▼

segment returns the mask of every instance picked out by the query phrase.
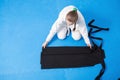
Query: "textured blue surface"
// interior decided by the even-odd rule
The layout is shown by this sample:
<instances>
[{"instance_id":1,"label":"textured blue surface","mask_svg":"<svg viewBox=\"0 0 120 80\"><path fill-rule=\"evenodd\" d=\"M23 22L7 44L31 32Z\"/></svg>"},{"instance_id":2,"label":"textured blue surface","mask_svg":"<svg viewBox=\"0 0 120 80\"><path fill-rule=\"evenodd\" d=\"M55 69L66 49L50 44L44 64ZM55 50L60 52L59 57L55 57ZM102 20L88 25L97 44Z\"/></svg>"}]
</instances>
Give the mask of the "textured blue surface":
<instances>
[{"instance_id":1,"label":"textured blue surface","mask_svg":"<svg viewBox=\"0 0 120 80\"><path fill-rule=\"evenodd\" d=\"M101 66L40 69L41 45L57 19L60 10L75 5L86 23L109 27L109 32L96 36L104 38L107 69L102 80L120 77L120 1L119 0L0 0L0 80L94 80ZM89 29L89 28L88 28ZM83 46L71 36L49 46Z\"/></svg>"}]
</instances>

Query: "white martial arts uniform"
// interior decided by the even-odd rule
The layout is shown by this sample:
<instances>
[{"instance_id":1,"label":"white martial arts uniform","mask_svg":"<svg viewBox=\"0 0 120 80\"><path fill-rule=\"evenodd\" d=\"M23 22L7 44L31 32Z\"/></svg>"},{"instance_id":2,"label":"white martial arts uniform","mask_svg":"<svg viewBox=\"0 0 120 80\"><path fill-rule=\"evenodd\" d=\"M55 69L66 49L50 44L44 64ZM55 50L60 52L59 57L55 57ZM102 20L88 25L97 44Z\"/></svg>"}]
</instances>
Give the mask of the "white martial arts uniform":
<instances>
[{"instance_id":1,"label":"white martial arts uniform","mask_svg":"<svg viewBox=\"0 0 120 80\"><path fill-rule=\"evenodd\" d=\"M73 31L74 28L74 24L71 26L67 26L67 23L65 21L66 15L68 12L72 11L74 8L76 8L75 6L67 6L65 7L59 14L58 19L55 21L55 23L53 24L47 38L46 41L49 42L53 36L57 33L57 36L59 39L64 39L66 38L66 34L67 36L71 32L72 32L72 38L74 40L79 40L81 38L81 36L83 37L83 39L85 40L86 44L90 44L90 40L88 38L88 31L86 28L86 24L85 24L85 20L84 17L82 16L82 14L80 13L80 11L77 9L77 13L78 13L78 20L76 22L76 29L75 31Z\"/></svg>"}]
</instances>

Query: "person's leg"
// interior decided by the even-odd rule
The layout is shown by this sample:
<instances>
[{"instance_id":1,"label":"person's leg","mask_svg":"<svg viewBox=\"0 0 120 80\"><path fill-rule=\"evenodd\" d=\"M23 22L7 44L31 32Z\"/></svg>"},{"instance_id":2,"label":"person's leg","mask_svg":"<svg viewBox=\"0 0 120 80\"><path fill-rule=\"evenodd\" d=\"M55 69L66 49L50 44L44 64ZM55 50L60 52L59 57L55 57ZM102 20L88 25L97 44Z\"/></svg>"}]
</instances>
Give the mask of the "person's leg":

▲

- _GIVEN PROBLEM_:
Reproduce each record above by retyping it exactly; omit all images.

- _RESULT FOR THIS TASK_:
segment returns the mask of every instance picked out by the query phrase.
Query: "textured blue surface"
// interior decided by the even-odd rule
The layout is shown by this sample:
<instances>
[{"instance_id":1,"label":"textured blue surface","mask_svg":"<svg viewBox=\"0 0 120 80\"><path fill-rule=\"evenodd\" d=\"M23 22L7 44L31 32Z\"/></svg>"},{"instance_id":2,"label":"textured blue surface","mask_svg":"<svg viewBox=\"0 0 120 80\"><path fill-rule=\"evenodd\" d=\"M55 69L66 49L50 44L44 64ZM55 50L60 52L59 57L55 57ZM102 20L88 25L97 44Z\"/></svg>"}]
</instances>
Give the mask of the "textured blue surface":
<instances>
[{"instance_id":1,"label":"textured blue surface","mask_svg":"<svg viewBox=\"0 0 120 80\"><path fill-rule=\"evenodd\" d=\"M101 66L40 69L41 45L57 19L60 10L75 5L86 23L109 27L109 32L96 36L104 38L107 69L102 80L120 77L120 1L119 0L0 0L0 80L94 80ZM89 29L89 28L88 28ZM83 46L71 36L49 46Z\"/></svg>"}]
</instances>

Query: "white martial arts uniform"
// interior decided by the even-odd rule
The layout is shown by this sample:
<instances>
[{"instance_id":1,"label":"white martial arts uniform","mask_svg":"<svg viewBox=\"0 0 120 80\"><path fill-rule=\"evenodd\" d=\"M23 22L7 44L31 32Z\"/></svg>"},{"instance_id":2,"label":"white martial arts uniform","mask_svg":"<svg viewBox=\"0 0 120 80\"><path fill-rule=\"evenodd\" d=\"M55 69L66 49L50 44L44 64ZM55 50L60 52L59 57L55 57ZM102 20L88 25L97 44Z\"/></svg>"}]
</instances>
Give the mask of the "white martial arts uniform":
<instances>
[{"instance_id":1,"label":"white martial arts uniform","mask_svg":"<svg viewBox=\"0 0 120 80\"><path fill-rule=\"evenodd\" d=\"M73 31L74 28L74 24L71 26L67 26L67 23L65 21L66 15L68 12L72 11L74 8L76 8L75 6L67 6L65 7L59 14L58 19L55 21L55 23L53 24L47 38L46 41L49 42L53 36L57 33L57 36L59 39L64 39L66 38L66 34L67 36L71 32L72 32L72 38L74 40L79 40L81 38L81 36L83 37L83 39L85 40L86 44L90 44L90 40L88 38L88 31L86 28L86 24L85 24L85 20L84 17L82 16L82 14L80 13L80 11L77 9L77 13L78 13L78 20L76 22L76 29L75 31Z\"/></svg>"}]
</instances>

Query: "person's leg"
// interior decided by the even-odd rule
The layout is shown by this sample:
<instances>
[{"instance_id":1,"label":"person's leg","mask_svg":"<svg viewBox=\"0 0 120 80\"><path fill-rule=\"evenodd\" d=\"M23 22L7 44L31 32Z\"/></svg>"},{"instance_id":2,"label":"person's leg","mask_svg":"<svg viewBox=\"0 0 120 80\"><path fill-rule=\"evenodd\" d=\"M55 69L66 49L50 44L44 64ZM55 50L60 52L59 57L55 57ZM102 20L88 25L97 44Z\"/></svg>"}]
</instances>
Give the mask of the "person's leg":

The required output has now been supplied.